**Task requirements:**
Go through the items below and copy out, in full, every line that contains the word "instance".

**Recorded data:**
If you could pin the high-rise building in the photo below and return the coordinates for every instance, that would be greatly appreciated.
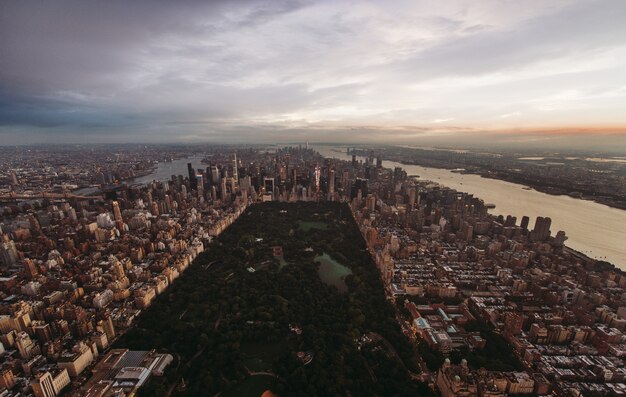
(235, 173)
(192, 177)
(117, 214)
--
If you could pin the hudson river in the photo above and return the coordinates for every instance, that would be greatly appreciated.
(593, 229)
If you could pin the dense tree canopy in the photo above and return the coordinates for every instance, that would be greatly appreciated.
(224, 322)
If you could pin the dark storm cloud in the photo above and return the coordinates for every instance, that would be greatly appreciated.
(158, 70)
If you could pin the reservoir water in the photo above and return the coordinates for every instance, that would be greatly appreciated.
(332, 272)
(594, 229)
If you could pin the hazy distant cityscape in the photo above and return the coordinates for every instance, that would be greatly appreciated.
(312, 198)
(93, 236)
...
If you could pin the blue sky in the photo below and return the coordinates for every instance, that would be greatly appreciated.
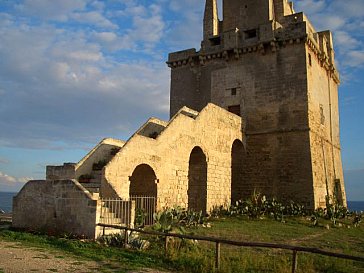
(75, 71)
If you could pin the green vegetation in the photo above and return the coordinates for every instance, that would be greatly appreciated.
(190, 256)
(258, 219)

**Exercise response:**
If you could pin the high-rise building in the photo below and return the coordinates for every instance, that would be greatly appreciated.
If you could pin the hudson river in the photo above and return the coordinates for every instance, that would be greatly appreciated.
If you could pin the dense tree canopy in the photo above and return the coordinates for every instance, that would be greatly appreciated.
If you could pin the dark storm cloud in the photo above and return the coordinates for every instance, that would be greatly appreciated.
If you could pin the reservoir water in the photo above and return the coordinates for every instance, that would be greatly appreciated.
If you could pin the hazy distant cityscape in the photo above and return the coordinates for every instance, that would be greatly appreciated.
If you could pin the blue sky in the photo below and return the coordinates for every instance, that would be greatly appreciated.
If you could pin the green vegetation in the photo above and return the coordinates for every instance, that would be greatly appreciated.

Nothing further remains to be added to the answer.